Dataset records START

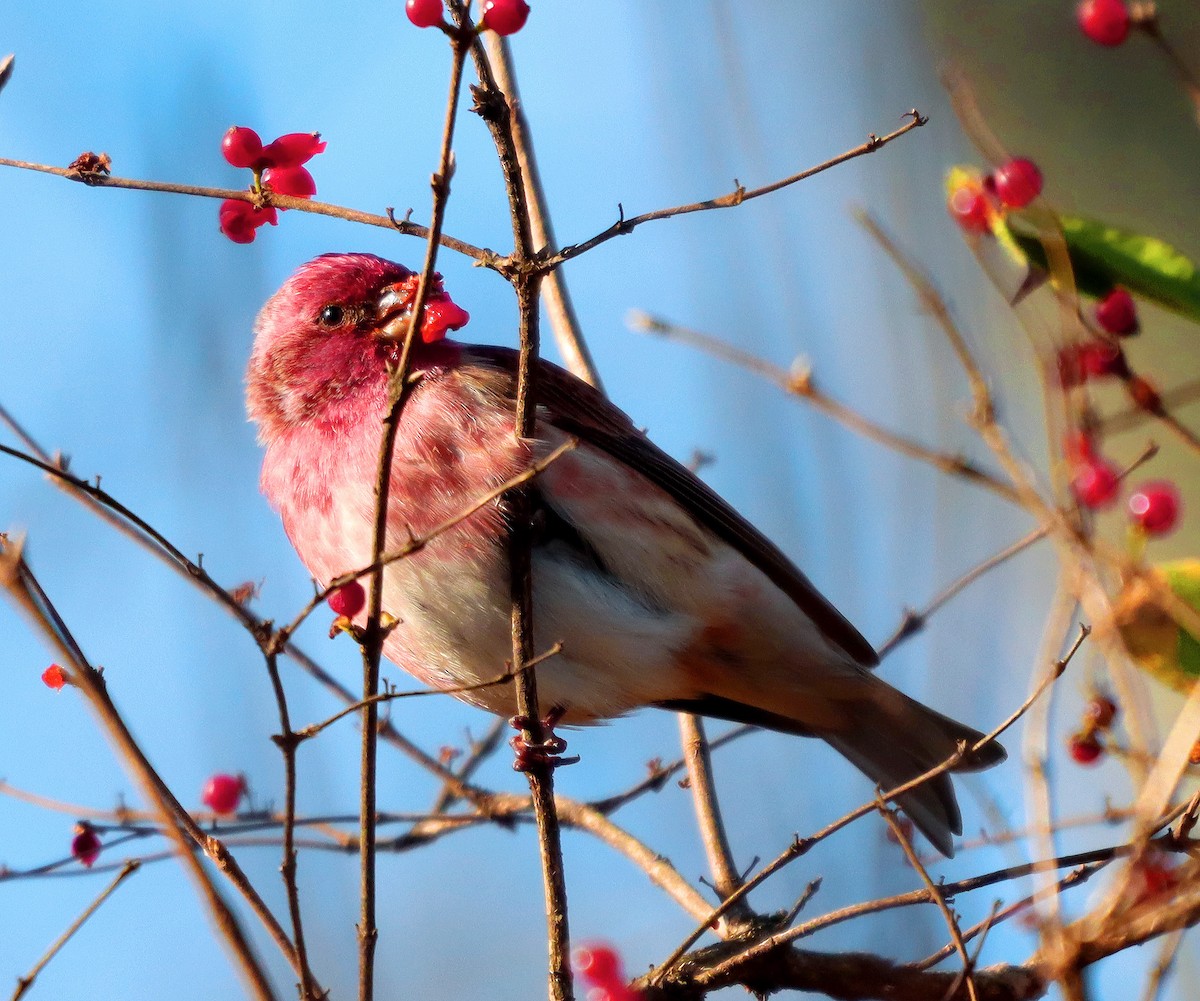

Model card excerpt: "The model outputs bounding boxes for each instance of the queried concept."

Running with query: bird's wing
[461,344,879,668]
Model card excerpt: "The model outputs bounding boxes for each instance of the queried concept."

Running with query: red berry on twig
[1128,481,1181,535]
[1085,694,1118,729]
[202,773,245,815]
[219,199,278,244]
[482,0,530,36]
[42,663,67,690]
[1068,731,1104,764]
[1077,0,1131,46]
[947,183,991,233]
[262,165,317,199]
[72,822,101,867]
[260,132,326,169]
[1071,458,1120,509]
[1095,288,1138,336]
[222,126,264,169]
[572,943,623,986]
[991,157,1043,208]
[406,0,445,27]
[329,580,366,617]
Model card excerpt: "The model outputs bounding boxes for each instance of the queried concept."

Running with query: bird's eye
[318,304,346,327]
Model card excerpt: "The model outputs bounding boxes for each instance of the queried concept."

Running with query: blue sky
[2,3,1197,998]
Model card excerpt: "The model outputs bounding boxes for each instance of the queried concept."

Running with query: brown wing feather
[462,344,879,668]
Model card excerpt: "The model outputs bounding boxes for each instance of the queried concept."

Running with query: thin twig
[465,13,573,999]
[629,311,1020,505]
[552,111,927,267]
[355,20,472,1001]
[879,800,978,1001]
[678,714,751,922]
[878,526,1048,658]
[0,156,490,263]
[10,860,140,1001]
[0,542,290,1001]
[482,33,601,389]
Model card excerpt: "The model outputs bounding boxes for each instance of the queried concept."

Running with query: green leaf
[1006,215,1200,323]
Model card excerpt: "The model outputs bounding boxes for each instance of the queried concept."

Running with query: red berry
[1095,287,1139,336]
[1078,340,1129,379]
[202,773,245,814]
[259,132,327,169]
[482,0,530,35]
[1077,0,1130,46]
[406,0,445,27]
[420,297,471,343]
[1086,694,1118,729]
[222,126,263,169]
[262,165,317,199]
[991,157,1043,208]
[72,822,101,867]
[1071,458,1120,509]
[328,580,366,617]
[1135,855,1178,903]
[219,199,278,243]
[1068,731,1104,764]
[947,183,991,233]
[572,943,623,987]
[1128,480,1182,535]
[42,663,67,690]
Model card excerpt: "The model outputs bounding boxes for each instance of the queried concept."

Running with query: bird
[246,252,1005,856]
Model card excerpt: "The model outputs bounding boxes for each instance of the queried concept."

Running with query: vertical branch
[678,714,751,922]
[263,650,317,1001]
[358,22,472,1001]
[463,14,574,999]
[481,32,602,389]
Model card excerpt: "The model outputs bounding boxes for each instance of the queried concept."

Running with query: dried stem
[0,156,490,263]
[629,311,1019,504]
[552,111,927,267]
[10,860,140,1001]
[0,543,292,1001]
[678,714,751,922]
[465,11,573,998]
[482,32,601,388]
[356,20,471,1001]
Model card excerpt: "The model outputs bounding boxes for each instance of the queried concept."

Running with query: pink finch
[247,253,1004,855]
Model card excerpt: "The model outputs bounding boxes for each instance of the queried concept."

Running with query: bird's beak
[374,276,470,345]
[374,284,414,343]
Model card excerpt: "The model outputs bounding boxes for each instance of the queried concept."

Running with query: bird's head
[246,253,469,437]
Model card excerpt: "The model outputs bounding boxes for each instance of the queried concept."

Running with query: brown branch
[553,110,927,267]
[482,33,601,389]
[465,13,573,999]
[0,541,291,1001]
[629,311,1020,505]
[0,156,491,263]
[10,860,139,1001]
[878,526,1048,658]
[678,714,752,924]
[356,20,472,1001]
[880,800,979,1001]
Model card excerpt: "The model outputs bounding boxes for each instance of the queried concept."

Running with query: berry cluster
[1067,692,1118,765]
[219,127,326,243]
[947,156,1043,234]
[202,773,246,815]
[406,0,530,36]
[572,943,643,1001]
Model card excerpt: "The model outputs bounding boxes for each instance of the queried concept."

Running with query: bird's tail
[819,687,1004,856]
[659,676,1004,857]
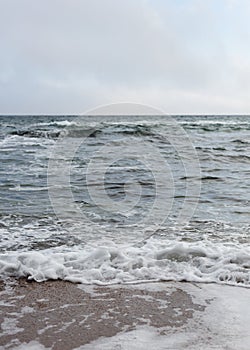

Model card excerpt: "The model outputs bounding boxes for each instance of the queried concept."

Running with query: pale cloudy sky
[0,0,250,114]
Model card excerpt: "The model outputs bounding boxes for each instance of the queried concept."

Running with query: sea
[0,115,249,287]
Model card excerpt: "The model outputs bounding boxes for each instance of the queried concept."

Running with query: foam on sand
[0,280,249,350]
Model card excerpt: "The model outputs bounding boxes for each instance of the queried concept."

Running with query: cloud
[0,0,250,114]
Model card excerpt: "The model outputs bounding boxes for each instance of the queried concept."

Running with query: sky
[0,0,250,115]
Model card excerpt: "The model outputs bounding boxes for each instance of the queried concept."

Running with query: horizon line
[1,114,250,117]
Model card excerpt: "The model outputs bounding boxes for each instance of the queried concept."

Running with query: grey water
[0,115,249,286]
[0,115,249,250]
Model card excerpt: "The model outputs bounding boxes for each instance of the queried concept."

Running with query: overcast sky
[0,0,250,114]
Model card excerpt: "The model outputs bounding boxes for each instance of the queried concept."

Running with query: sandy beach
[0,279,249,350]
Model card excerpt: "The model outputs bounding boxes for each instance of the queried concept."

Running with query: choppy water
[0,115,249,286]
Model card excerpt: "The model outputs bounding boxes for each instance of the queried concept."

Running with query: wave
[232,139,250,144]
[108,124,157,136]
[0,239,249,287]
[10,130,61,139]
[8,128,103,139]
[7,117,250,140]
[179,119,250,132]
[7,124,156,139]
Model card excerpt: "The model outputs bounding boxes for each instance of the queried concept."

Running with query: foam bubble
[0,239,249,287]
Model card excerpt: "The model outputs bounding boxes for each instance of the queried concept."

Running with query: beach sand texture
[0,279,250,350]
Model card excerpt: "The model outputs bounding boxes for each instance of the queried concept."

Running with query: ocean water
[0,115,249,287]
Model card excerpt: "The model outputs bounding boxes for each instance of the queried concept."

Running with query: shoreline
[0,279,250,349]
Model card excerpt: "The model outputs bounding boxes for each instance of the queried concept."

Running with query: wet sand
[0,279,249,349]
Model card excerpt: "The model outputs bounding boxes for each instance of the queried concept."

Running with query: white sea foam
[11,341,49,350]
[0,238,249,287]
[179,119,250,126]
[34,120,78,127]
[9,185,49,192]
[1,317,24,335]
[0,134,55,147]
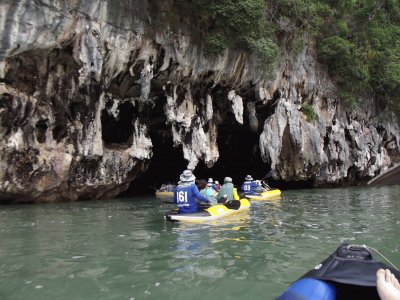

Dataset records END

→ **What to produce**: Please return the whole listing exactly. Do not copy its images.

→ **Answer to this problem**:
Model card excerpt: "The model outputs bounding boxes for each instance of the queried concept."

Running with query: bird's wing
[461,344,879,668]
Model card excerpt: "The model outputs bounding boxes for each instance of the queried concept."

Running with query: red berry on twig
[1128,481,1181,535]
[1085,694,1118,729]
[202,773,245,815]
[219,199,278,244]
[482,0,530,36]
[42,663,67,690]
[1068,731,1104,764]
[1077,0,1131,46]
[947,183,991,233]
[262,165,317,199]
[72,822,101,867]
[260,132,326,169]
[1071,458,1120,509]
[1095,288,1138,336]
[222,126,264,169]
[572,943,623,986]
[991,157,1043,208]
[406,0,445,27]
[329,580,366,617]
Model card excerpt: "The model outputs bounding boxes for each instance of the queried concept."

Running with query: bird's eye
[318,304,346,327]
Model card excerpt: "The model outputs bounding boxes for each instance of the queried concept."

Running with query: blue sky
[2,3,1197,998]
Model card excerpt: "The model outputs bounding boxes for each instance of the queried concept."

Running with query: brown wing feather
[462,344,879,668]
Model card excerpt: "The model outputs bounding boxes for each instance of the queried concept."

Running with query: thin twig
[465,13,573,999]
[629,311,1020,505]
[552,111,927,267]
[355,20,472,1001]
[879,800,978,1001]
[678,714,751,922]
[878,526,1048,658]
[0,156,490,263]
[10,860,140,1001]
[0,542,290,1001]
[482,33,601,389]
Model card excerpt: "The model outputs bounding boxes for each instance of the queried concept."

Running with query: green leaf
[1006,215,1200,323]
Model card excerpt: "The model outputs bounding boxes for each instance of the queried concept."

Running with query: red berry
[1095,287,1139,336]
[1078,340,1129,379]
[202,773,245,814]
[259,132,327,169]
[482,0,530,35]
[1077,0,1130,46]
[406,0,445,27]
[420,297,471,343]
[1086,694,1118,729]
[222,126,263,169]
[262,165,317,199]
[991,157,1043,208]
[72,822,101,867]
[1071,458,1120,509]
[328,580,366,617]
[1135,855,1178,903]
[219,199,278,243]
[1068,731,1104,764]
[947,183,991,233]
[572,943,623,987]
[1128,480,1182,535]
[42,663,67,690]
Model card excerpt: "The model outputs bounding boxes for each instance of the queried concept."

Running with query: bird
[246,252,1005,856]
Model card excerpt: "The model outputs bounding boxes for each instance of the queried concept."

Running with query: vertical branch
[678,714,751,922]
[263,650,317,1001]
[358,22,472,1001]
[463,14,574,999]
[481,32,602,389]
Model card excerpt: "The model outputs bounding boxes for each instance of the queried concept."

Running with query: dried stem
[0,156,490,263]
[629,311,1019,504]
[552,111,927,267]
[10,860,140,1001]
[0,543,292,1001]
[678,714,751,922]
[465,11,573,998]
[482,32,601,388]
[356,20,471,1001]
Model card excerpt: "The model outputs bounding boxes for each instance of the queried concept."

Running with query: pink finch
[247,253,1004,855]
Model card excerpt: "The model outputs bounding boxes for each instance of the queried concept."

Running with query: bird's beak
[374,276,470,345]
[374,284,414,343]
Model card excerpt: "The model outputs bounding boxes for each instance of the queried concept."

Running with query: bird's head
[246,253,469,437]
Model card excerpt: "The model outputs bounding boxes for each instance of the queried concept."

Running with query: brown branch
[553,110,927,267]
[482,33,601,389]
[465,13,573,999]
[0,541,291,1001]
[629,311,1020,505]
[0,156,491,263]
[10,860,139,1001]
[878,526,1048,658]
[678,714,752,924]
[356,20,472,1001]
[880,800,979,1001]
Model card excerpt: "The model outputs bounding boxes for each instance of the queried concept."

Running with query: berry cluster
[1067,692,1118,765]
[219,127,326,243]
[947,156,1043,234]
[202,773,246,815]
[406,0,530,36]
[572,943,643,1001]
Model card excerpt: "The model outputs bounding boxes for each instance of the queried concept."

Running with query: bird's tail
[819,687,1004,856]
[659,676,1004,857]

Model card excerpt: "The model outputs bounding boxes for each instance of the queried concept."

Running with query: pale cloudy sky
[0,0,250,114]
Model card excerpt: "The model outputs bounding boxes for each instance of the queried concept."

Running with query: sea
[0,115,249,287]
Model card excerpt: "The model outputs bounding boxes for each instance of the queried concept."

Running with query: foam on sand
[0,280,249,350]
Model card excerpt: "The model outputs bounding boxes for each instance of the queried concept."

Running with query: cloud
[0,0,250,114]
Model card excerpt: "The model outputs bounding boxes for each instance of the queried concept."

Running with query: sky
[0,0,250,115]
Model card excerpt: "The model outputs bounding boxes for each instance of the queried concept."

Running with query: horizon line
[1,114,250,117]
Model card excerpt: "The model outputs bounding boxes for each instance of the queried concept."

Running with query: grey water
[0,115,249,286]
[0,115,249,250]
Model card excerpt: "The model outputs bounding boxes for each instance of the queried concept."

Running with query: overcast sky
[0,0,250,114]
Model card excerpt: "The model outputs bounding boxes for each instance of the queried concept."

Running with query: sandy beach
[0,279,249,350]
Model card excerpt: "The model outputs bounding boxes for each instance of the queried concept."

Running with query: choppy water
[0,115,249,286]
Model card excerpt: "The model outputs bounding boxes for each instance of the queried concept."

Running with query: wave
[232,139,250,144]
[108,124,157,136]
[0,239,249,287]
[10,130,61,139]
[8,128,103,139]
[7,117,250,140]
[179,119,250,132]
[7,124,156,139]
Model card excerpt: "The model outputs bounding boxes for each instance of the queried concept."

Running with query: foam bubble
[0,239,249,287]
Model card excerpt: "The model outputs bounding boxes for each instance of the queried concept."

Running with query: beach sand texture
[0,279,250,350]
Model card excerpt: "The model outputs bounding boxes for each instance of the queried concept."

Running with query: ocean water
[0,115,249,287]
Model card excerpt: "The model outputs bounding boxes for each instance of the queried concept."

Running with query: shoreline
[0,279,250,349]
Model card excerpt: "The model outputs bounding boxes for each instance of the queried concept."

Running with query: wet sand
[0,279,249,349]
Model card excerpt: "The model outputs bounding boxes for each instance of the queried concept."

Running with query: white sea foam
[11,341,49,350]
[0,238,249,287]
[179,119,250,126]
[34,120,78,127]
[9,185,49,192]
[1,317,24,335]
[0,134,55,147]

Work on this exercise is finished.